-------- Passage shown
# I need some advice about an accident



## tiki1310 (Aug 11, 2014)

To begin with here is my Tank Set up. I have a 20 Gal tank that I Am just getting started with and have two African cichlids and one Pleco. (had a third cichlid but I got beat up and died.)

Tonight as I was just looking in the tank making sure everybody was good and Happy I notice that I had a new addition to the tank a new baby. (was not trying to breed at all) I do not know which one of my cichlids is the male and which one is the female I was not really paying that much attention. I removed the baby from the tank and am going to keep an eye out for others new little additions (NLA) The reason that I removed the baby is one of the two of my cichlids is aggressive and killed one adult already and has attacked the other one as well. (It has eaten tail fin) I need some help and advice PDQ.

Here are my Questions 
1.	How do I tell male from female
2.	How many NLA should I be watching for
3.	How do I care for mom and babies


----------



## tiki1310 (Aug 11, 2014)

I should say i think they are African.


----------



## aicardi (Sep 15, 2012)

Well, for one, the tank is too small for Africans. A 4' 55 gallon tank is pretty much minimum for any long term success.
You want 1 male 3-4 females of a species. You could do 3 species in a 55 gallon tank. Can you post pictures of what you have?


----------
----------------
-------- Information supplied
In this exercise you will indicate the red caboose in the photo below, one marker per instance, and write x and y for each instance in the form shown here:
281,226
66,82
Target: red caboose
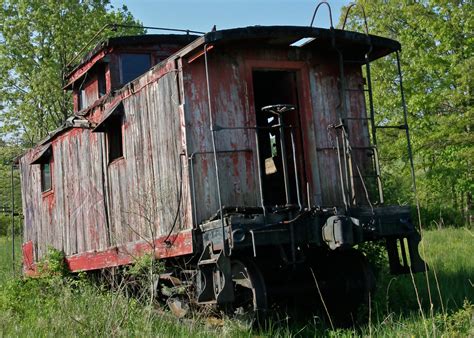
249,153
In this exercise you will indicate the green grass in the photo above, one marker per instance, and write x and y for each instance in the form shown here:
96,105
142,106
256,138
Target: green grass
58,306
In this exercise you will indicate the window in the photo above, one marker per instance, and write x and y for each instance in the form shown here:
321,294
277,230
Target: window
46,179
101,80
114,138
133,65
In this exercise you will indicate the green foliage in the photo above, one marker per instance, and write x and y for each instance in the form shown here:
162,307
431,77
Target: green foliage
437,62
54,264
38,40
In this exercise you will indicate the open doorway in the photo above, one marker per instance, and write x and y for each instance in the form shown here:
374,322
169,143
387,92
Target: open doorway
276,143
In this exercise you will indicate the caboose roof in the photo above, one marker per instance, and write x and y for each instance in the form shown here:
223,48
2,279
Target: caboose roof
353,44
130,41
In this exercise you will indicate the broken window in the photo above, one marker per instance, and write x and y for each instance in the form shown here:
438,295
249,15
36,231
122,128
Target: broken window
115,137
133,65
45,159
46,179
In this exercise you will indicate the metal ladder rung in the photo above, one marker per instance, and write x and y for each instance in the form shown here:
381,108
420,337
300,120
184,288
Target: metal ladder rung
357,118
356,90
401,126
362,62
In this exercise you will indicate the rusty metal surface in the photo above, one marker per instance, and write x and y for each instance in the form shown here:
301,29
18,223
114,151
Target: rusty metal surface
150,192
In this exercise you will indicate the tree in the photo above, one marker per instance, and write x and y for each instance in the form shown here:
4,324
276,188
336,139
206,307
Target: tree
38,40
437,63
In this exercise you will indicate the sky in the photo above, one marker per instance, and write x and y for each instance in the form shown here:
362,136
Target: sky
202,15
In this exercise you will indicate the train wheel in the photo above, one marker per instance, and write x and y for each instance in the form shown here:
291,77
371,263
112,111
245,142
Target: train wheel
250,293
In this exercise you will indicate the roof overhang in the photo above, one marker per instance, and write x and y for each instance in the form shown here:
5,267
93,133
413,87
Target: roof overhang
43,155
115,111
353,43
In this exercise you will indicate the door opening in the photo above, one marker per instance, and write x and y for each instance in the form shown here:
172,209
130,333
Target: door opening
275,140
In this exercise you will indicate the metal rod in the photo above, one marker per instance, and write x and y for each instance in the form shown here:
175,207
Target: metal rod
252,234
293,148
378,174
405,119
316,10
259,168
193,187
284,158
340,173
216,166
371,103
308,194
13,216
346,165
363,13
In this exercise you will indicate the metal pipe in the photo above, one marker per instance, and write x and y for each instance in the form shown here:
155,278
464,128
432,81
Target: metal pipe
284,159
377,172
340,173
371,102
13,216
193,187
296,170
405,120
308,193
346,166
316,10
259,168
216,166
252,234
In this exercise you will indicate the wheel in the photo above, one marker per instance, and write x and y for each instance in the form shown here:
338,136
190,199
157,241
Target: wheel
250,293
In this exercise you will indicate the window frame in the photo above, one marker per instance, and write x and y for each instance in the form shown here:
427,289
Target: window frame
115,139
121,55
44,188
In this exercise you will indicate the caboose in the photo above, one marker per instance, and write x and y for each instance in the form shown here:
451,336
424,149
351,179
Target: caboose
245,159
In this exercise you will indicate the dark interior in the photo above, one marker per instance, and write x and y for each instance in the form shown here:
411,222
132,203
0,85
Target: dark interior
273,87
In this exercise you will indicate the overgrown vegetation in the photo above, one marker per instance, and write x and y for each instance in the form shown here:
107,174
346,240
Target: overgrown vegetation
437,59
66,305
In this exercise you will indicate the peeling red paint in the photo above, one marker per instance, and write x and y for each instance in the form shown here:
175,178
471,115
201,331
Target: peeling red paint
181,244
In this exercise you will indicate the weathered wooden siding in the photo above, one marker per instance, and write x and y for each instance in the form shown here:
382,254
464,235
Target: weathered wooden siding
232,106
94,204
235,147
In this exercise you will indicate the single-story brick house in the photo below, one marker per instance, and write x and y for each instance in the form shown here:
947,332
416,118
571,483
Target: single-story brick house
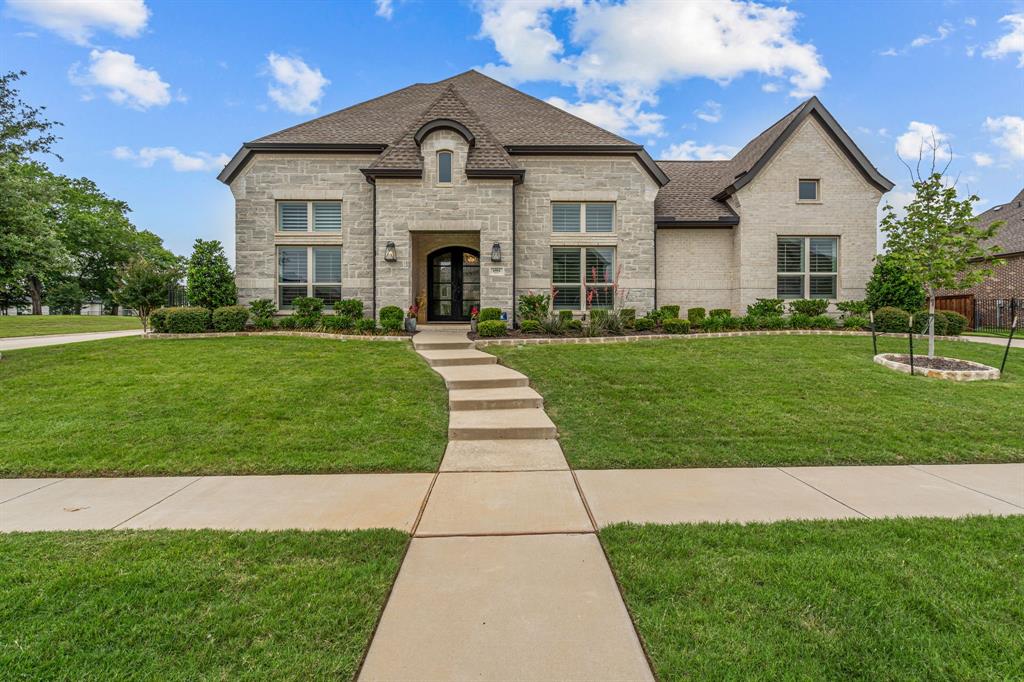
468,193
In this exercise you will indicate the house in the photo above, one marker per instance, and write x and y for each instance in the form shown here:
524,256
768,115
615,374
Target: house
468,193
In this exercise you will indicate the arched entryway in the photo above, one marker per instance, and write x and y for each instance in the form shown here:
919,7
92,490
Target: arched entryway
453,284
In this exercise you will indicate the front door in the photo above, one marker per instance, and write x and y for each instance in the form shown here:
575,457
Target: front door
454,284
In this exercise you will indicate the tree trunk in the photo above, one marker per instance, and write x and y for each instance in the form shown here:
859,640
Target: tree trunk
931,323
36,295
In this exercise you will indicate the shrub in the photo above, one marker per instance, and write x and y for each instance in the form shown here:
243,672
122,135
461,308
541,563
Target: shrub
392,318
489,314
809,306
765,306
529,326
890,287
800,321
856,323
822,322
676,326
892,320
856,308
366,326
262,310
955,323
349,307
187,320
230,318
158,321
534,306
492,328
670,312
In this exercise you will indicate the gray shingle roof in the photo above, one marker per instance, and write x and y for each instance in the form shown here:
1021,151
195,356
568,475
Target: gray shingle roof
1010,239
689,195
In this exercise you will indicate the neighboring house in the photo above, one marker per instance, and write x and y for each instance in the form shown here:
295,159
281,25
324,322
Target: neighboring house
467,193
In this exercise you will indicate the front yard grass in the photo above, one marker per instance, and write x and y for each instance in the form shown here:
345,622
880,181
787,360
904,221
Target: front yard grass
45,325
913,599
186,605
769,400
222,406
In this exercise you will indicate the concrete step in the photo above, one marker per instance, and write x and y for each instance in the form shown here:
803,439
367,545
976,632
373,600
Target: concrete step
480,376
452,357
517,397
500,425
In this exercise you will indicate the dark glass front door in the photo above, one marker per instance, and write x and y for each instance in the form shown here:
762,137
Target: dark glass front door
454,284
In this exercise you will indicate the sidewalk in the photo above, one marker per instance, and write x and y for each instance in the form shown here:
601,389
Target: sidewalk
16,342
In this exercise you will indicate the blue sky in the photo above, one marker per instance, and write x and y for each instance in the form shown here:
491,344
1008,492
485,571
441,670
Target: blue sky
155,95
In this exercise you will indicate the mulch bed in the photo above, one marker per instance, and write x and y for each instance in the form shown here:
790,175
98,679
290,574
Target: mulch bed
936,363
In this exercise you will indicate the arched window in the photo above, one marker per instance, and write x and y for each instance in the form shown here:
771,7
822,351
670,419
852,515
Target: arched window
444,167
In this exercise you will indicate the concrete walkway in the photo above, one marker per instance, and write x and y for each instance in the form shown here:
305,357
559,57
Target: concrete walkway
16,342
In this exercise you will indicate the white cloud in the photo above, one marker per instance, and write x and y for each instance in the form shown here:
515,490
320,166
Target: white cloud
940,34
664,43
690,151
1010,44
384,8
712,112
297,88
181,162
1009,131
78,19
126,82
923,139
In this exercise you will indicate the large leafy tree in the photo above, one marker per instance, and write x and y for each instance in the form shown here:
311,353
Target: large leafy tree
937,243
210,281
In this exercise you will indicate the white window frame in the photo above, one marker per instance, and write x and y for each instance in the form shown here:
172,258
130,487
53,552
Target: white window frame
805,266
309,216
583,285
451,168
583,217
817,190
310,284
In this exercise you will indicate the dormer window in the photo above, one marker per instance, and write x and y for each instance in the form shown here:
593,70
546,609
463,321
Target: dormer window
444,167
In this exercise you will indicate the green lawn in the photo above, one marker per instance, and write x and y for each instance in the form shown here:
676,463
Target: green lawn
188,605
768,400
44,325
909,599
227,406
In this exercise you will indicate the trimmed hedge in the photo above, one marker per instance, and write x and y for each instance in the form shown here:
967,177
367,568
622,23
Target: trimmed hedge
187,320
676,326
492,328
489,314
230,318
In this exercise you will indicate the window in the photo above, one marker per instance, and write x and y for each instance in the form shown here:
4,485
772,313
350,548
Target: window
444,167
308,216
568,217
583,278
808,190
807,266
294,266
----------------
▶ **Work required**
Give every numbered question that tiki1310 poses in the aquarium thread. None of the lines are used in the tasks.

▶ **Correct answer**
1. How do I tell male from female
2. How many NLA should I be watching for
3. How do I care for mom and babies